Location identification items:

------------------------------------------------------------------------

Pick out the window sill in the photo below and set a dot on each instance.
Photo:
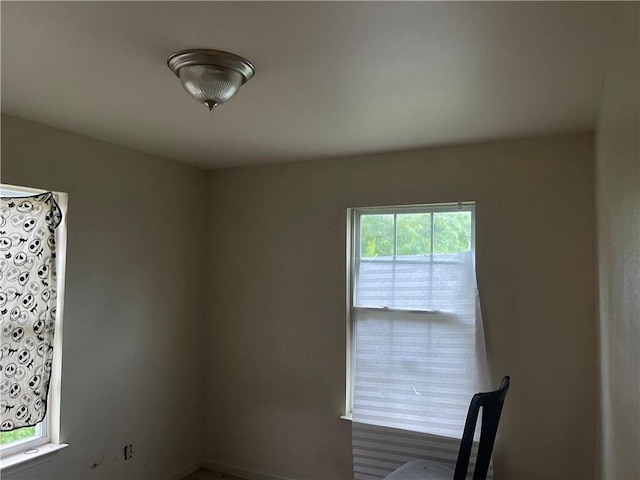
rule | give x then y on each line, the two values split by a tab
20	461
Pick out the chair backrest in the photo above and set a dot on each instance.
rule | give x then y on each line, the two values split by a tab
491	404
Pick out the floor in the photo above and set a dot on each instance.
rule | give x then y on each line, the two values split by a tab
203	474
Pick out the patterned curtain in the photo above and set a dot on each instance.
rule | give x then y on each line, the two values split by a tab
28	300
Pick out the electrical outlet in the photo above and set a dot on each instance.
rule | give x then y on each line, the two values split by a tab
127	451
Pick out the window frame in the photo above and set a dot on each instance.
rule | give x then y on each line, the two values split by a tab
47	438
353	255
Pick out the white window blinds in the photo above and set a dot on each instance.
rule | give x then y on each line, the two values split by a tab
418	344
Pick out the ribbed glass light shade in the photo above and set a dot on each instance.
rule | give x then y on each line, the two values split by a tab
209	84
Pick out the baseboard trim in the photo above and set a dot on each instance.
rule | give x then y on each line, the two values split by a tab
238	471
185	471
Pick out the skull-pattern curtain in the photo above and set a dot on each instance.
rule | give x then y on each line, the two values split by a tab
28	300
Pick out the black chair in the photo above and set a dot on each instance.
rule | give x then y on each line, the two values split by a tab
491	403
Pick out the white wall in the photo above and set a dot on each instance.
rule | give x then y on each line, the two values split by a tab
276	339
618	206
132	370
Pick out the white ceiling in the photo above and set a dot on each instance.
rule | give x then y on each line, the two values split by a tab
332	78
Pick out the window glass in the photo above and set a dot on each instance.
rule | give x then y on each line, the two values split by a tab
451	232
414	234
376	235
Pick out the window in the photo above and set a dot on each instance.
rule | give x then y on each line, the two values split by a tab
40	277
412	327
416	350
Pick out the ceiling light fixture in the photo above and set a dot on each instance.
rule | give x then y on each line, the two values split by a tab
211	77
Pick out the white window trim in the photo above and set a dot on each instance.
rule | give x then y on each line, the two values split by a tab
353	224
16	457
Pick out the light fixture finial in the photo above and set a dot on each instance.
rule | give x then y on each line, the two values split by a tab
210	77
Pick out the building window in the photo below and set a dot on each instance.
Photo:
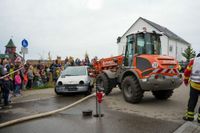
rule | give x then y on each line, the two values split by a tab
170	48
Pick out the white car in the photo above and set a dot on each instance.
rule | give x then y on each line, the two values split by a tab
74	79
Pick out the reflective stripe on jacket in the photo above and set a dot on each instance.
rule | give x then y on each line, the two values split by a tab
187	75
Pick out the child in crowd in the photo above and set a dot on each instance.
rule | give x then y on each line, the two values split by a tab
18	82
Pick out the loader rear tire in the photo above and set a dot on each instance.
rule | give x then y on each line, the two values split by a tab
131	89
103	81
162	94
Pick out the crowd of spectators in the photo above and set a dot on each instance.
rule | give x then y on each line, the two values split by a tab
16	76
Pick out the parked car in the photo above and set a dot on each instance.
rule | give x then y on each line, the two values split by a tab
183	66
74	79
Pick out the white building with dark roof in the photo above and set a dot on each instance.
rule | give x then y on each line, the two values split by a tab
171	44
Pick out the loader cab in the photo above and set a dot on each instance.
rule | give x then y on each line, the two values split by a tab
141	43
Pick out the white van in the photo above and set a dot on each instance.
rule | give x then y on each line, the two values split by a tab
74	79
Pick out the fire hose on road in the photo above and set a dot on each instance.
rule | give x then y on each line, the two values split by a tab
44	114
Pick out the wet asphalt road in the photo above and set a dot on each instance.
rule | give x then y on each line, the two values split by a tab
72	121
19	110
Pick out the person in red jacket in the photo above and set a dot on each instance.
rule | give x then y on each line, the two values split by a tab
192	77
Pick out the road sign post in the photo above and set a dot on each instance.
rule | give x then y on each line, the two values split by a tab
24	48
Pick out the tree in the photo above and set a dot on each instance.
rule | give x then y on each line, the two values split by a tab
189	53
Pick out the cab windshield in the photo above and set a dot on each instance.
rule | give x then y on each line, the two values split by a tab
148	43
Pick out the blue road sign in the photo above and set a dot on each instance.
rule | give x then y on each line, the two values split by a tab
24	43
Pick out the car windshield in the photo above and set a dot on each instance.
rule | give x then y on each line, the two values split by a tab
74	71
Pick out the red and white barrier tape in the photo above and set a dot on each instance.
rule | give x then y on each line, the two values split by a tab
11	73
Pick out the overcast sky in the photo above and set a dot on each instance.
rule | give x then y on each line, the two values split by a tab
72	27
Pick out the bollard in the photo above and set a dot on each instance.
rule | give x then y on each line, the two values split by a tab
99	99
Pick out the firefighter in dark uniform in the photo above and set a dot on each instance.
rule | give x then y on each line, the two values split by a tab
192	77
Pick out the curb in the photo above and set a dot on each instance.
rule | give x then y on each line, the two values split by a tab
188	127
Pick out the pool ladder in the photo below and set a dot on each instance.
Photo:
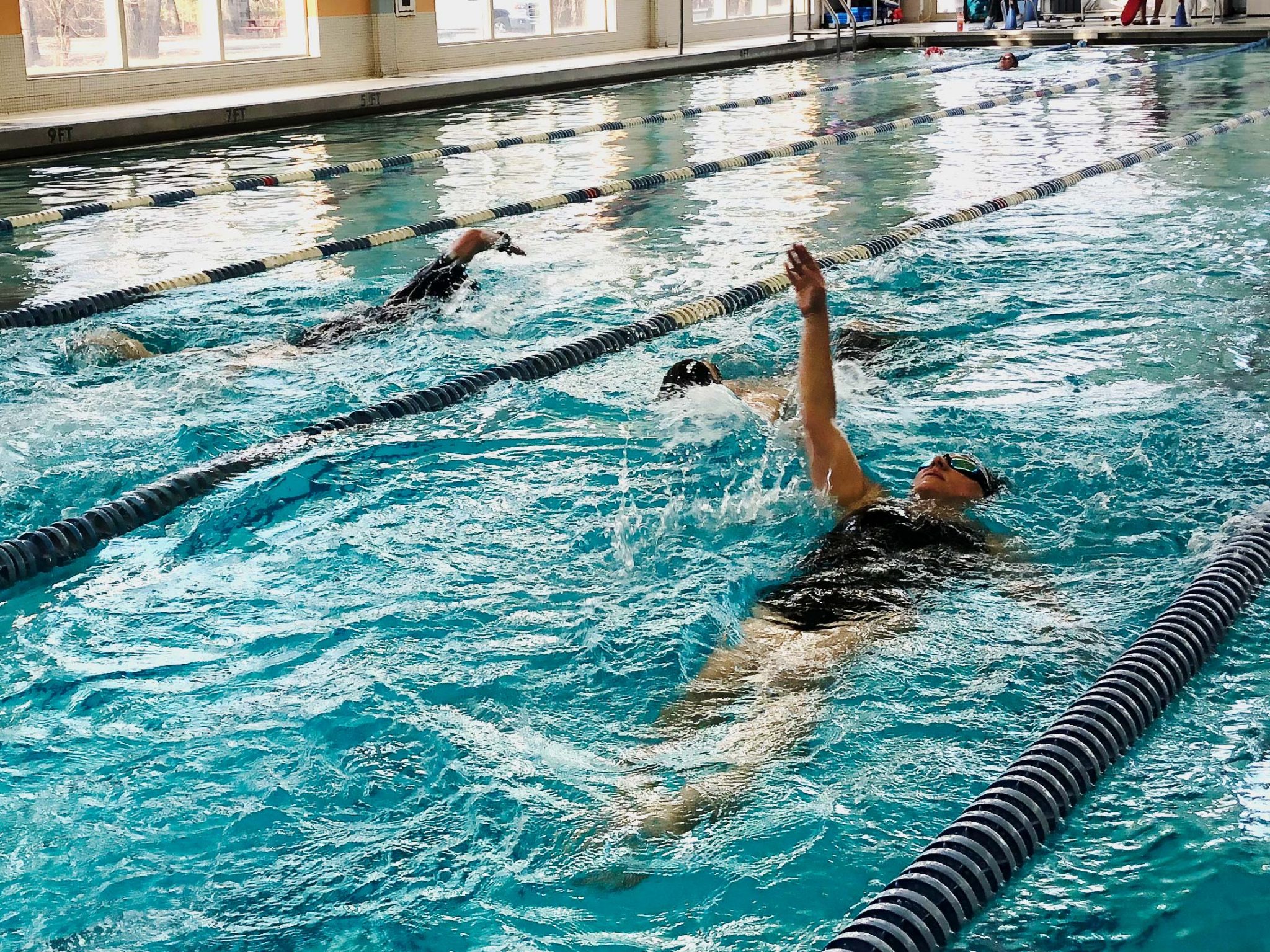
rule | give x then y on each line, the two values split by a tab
827	11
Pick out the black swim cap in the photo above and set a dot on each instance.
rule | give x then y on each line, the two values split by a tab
686	373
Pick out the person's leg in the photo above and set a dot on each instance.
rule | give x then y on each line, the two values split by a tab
779	683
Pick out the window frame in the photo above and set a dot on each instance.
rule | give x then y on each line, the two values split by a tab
730	18
308	12
610	27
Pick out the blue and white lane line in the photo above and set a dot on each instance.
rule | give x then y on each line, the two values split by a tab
42	315
42	550
371	166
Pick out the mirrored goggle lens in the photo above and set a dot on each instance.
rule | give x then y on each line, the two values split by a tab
963	465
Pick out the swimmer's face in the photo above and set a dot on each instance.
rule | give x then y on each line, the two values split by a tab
940	481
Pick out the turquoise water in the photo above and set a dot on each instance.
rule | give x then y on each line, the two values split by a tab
381	695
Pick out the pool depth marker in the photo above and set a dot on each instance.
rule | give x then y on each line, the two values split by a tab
324	173
41	550
42	315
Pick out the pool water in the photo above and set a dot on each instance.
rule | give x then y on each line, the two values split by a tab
386	693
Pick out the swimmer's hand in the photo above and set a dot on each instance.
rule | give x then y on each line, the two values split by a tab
808	281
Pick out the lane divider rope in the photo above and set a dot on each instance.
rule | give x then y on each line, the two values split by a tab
41	550
324	173
48	314
972	860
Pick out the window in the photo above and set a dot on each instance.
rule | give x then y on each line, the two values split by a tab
74	36
461	20
704	11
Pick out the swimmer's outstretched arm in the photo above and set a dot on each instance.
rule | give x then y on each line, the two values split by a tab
474	241
835	469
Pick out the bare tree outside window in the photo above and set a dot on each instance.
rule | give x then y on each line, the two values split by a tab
71	36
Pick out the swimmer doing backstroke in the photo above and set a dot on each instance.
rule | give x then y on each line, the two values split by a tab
860	583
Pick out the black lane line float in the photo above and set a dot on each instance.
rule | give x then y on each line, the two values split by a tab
970	861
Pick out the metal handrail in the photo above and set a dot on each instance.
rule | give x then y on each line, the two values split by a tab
827	11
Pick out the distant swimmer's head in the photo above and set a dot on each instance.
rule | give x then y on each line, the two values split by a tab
957	478
107	347
689	373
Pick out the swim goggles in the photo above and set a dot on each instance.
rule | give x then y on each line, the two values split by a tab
970	468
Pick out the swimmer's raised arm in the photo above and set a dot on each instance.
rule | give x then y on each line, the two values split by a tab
835	469
473	241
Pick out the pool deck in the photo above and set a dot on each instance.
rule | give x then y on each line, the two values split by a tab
65	131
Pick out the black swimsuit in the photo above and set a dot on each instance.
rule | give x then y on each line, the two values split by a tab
436	281
877	560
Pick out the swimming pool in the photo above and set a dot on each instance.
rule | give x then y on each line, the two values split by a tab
383	693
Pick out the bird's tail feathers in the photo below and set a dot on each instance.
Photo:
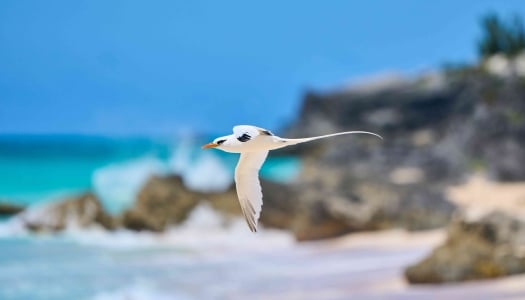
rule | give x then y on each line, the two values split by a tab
313	138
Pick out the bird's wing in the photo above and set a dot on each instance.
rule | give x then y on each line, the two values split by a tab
248	186
245	133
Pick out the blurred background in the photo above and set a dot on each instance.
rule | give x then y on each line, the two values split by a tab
106	194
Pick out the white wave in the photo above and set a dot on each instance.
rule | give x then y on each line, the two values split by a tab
201	171
208	174
205	231
180	161
117	184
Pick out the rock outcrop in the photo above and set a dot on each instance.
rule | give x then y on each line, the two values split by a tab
75	212
165	200
483	247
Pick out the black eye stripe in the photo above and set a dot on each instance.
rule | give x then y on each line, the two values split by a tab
244	138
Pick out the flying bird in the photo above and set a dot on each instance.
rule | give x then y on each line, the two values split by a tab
254	143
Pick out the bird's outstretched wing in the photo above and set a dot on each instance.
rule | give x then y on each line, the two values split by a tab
248	186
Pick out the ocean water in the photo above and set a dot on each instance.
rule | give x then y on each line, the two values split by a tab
36	169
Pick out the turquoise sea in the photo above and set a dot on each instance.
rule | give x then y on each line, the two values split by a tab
40	168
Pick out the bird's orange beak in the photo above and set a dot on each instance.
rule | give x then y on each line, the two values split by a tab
209	145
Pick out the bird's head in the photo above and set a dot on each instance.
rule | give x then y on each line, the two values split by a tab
218	143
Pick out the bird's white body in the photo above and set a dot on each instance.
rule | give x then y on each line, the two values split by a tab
253	143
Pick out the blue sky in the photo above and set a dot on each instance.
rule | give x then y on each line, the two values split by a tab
165	67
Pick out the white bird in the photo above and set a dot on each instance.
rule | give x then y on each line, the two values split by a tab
253	143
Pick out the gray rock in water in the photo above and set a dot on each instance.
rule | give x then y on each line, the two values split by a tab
488	247
165	200
79	212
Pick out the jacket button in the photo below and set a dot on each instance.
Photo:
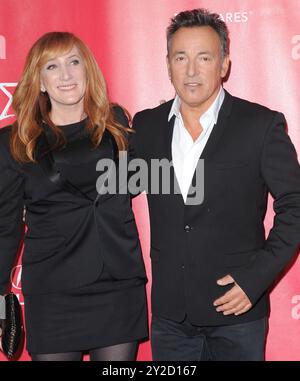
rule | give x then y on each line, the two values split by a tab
187	228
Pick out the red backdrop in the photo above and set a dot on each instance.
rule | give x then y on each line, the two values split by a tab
128	40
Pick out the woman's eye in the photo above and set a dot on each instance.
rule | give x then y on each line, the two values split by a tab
51	67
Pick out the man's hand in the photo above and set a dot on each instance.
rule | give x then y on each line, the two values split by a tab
235	301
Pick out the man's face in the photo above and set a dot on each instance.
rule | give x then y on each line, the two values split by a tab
196	66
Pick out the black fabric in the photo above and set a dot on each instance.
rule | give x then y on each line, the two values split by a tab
120	352
83	276
248	155
69	236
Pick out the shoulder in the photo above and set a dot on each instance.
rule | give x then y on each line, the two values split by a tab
254	111
120	115
6	157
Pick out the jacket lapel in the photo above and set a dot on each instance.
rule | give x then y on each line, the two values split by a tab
219	128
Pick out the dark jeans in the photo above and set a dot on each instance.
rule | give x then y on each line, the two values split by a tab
172	341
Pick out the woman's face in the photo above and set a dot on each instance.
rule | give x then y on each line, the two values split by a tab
64	79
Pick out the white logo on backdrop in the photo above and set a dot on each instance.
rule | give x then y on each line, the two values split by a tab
15	278
296	48
296	309
235	17
2	48
6	89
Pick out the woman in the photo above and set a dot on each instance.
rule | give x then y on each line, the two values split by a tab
83	276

------------------------------------------------------------------------

§ **What needs to be done**
The lines to quote run from the one containing "Pick out the man's hand" through the final line of the material above; please give them exactly, both ends included, and nothing else.

§ **Final answer**
Pick out the man's hand in the photo above and set a dot on each instance.
rule | give x then y on each line, the two values split by a tab
235	301
Pick out the man's face in the photo above and set a dot on each instance.
rule | give x then y on each line, the two values split by a tab
196	66
Pick out the black fabric in the photo above and set a dot on each instance.
rule | give x then y on each line, the two values split by a tab
120	352
83	276
248	155
69	236
Pick out the shoulder in the photo above and set a dot on each instance.
rule | give x then y on each line, the two values split by a tab
254	111
120	115
6	157
Pick out the jacket lapel in the photo above and set a dot on each instance.
rule | give x then y on each line, the two values split by a tab
219	128
Pick out the dark jeans in the photo above and set a dot on each instance.
rule | give x then y on each line, the two values split by a tab
172	341
Pick out the woman's face in the photo above and set a dot on each instance.
rule | give x then y on each line, the two values split by a tab
64	79
Pick out the white logo on backdrop in the photo above and set a dot on each instance.
rule | give x then y on each line, the two values split by a tab
15	278
296	48
296	309
235	17
2	48
6	89
Pick out the woman in the photo above and set a dot on each instance.
rule | give x then y on each line, the two values split by a tab
83	276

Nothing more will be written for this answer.